A Academia Brasileira de Letras é uma instituição literária fundada no Rio de Janeiro em 1897 por nomes como Machado de Assis, Olavo Bilac, Afonso Celso e Joaquim Nabuco. Desde então, é composta por 40 membros efetivos e outros tantos perpétuos, os chamados imortais, mais vinte sócios estrangeiros. Uma das mais respeitadas e longevas concentrações […]
Do Meuestilo
A Academia Brasileira de Letras é uma instituição literária fundada no Rio de Janeiro em 1897 por nomes como Machado de Assis, Olavo Bilac, Afonso Celso e Joaquim Nabuco. Desde então, é composta por 40 membros efetivos e outros tantos perpétuos, os chamados imortais, mais vinte sócios estrangeiros.

☆ ☆ ☆ ☆

INSTRUÇÃO 1 => De acordo com o trecho selecionado, em que cidade e em que ano foi fundada a Academia Brasileira de Letras?

DADOS DE ENTRADA =>
☆ ☆ ☆ ☆

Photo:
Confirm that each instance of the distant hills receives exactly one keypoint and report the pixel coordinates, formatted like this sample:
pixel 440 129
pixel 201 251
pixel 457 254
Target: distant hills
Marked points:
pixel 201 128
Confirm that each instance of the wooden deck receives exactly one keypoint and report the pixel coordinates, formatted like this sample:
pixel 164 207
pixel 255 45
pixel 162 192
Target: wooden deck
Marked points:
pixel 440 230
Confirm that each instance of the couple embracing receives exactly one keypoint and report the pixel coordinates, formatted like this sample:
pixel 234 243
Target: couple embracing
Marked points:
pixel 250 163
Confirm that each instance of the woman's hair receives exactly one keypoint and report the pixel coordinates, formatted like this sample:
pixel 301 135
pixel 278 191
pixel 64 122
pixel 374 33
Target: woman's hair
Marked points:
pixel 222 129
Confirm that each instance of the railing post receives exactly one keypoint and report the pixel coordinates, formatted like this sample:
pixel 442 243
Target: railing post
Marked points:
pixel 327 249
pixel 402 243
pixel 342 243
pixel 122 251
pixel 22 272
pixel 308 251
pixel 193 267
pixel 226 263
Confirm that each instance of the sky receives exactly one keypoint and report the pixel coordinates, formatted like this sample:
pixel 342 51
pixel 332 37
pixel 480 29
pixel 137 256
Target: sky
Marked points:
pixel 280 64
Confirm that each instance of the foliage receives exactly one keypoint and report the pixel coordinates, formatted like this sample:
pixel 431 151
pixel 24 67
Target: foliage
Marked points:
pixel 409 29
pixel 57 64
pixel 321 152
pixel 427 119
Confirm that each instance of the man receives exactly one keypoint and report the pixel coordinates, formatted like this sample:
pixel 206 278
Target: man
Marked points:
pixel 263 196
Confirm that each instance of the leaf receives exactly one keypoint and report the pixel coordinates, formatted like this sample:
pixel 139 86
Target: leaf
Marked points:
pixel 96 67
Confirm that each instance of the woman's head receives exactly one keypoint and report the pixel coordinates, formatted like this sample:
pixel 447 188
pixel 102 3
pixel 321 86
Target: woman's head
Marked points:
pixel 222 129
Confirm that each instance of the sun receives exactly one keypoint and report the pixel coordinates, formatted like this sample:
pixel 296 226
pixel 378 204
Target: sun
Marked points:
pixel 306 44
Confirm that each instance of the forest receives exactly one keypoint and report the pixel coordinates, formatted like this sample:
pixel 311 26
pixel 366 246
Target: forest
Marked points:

☆ ☆ ☆ ☆

INSTRUÇÃO 2 => Reproduza, entre as linhas de dados acima, desde a que contém "Confirm that each instance of the foliage" até a que contém "pixel 306 44", incluindo ambas.

RESULTADO 1 => No Rio de Janeiro, em 1897.

RESULTADO 2 =>
Confirm that each instance of the foliage receives exactly one keypoint and report the pixel coordinates, formatted like this sample:
pixel 431 151
pixel 24 67
Target: foliage
Marked points:
pixel 409 29
pixel 57 64
pixel 321 152
pixel 427 119
Confirm that each instance of the man receives exactly one keypoint and report the pixel coordinates, formatted like this sample:
pixel 206 278
Target: man
Marked points:
pixel 263 196
Confirm that each instance of the leaf receives exactly one keypoint and report the pixel coordinates, formatted like this sample:
pixel 139 86
Target: leaf
Marked points:
pixel 96 67
Confirm that each instance of the woman's head receives exactly one keypoint and report the pixel coordinates, formatted like this sample:
pixel 447 188
pixel 102 3
pixel 321 86
Target: woman's head
Marked points:
pixel 222 129
Confirm that each instance of the sun receives exactly one keypoint and report the pixel coordinates, formatted like this sample:
pixel 296 226
pixel 378 204
Target: sun
Marked points:
pixel 306 44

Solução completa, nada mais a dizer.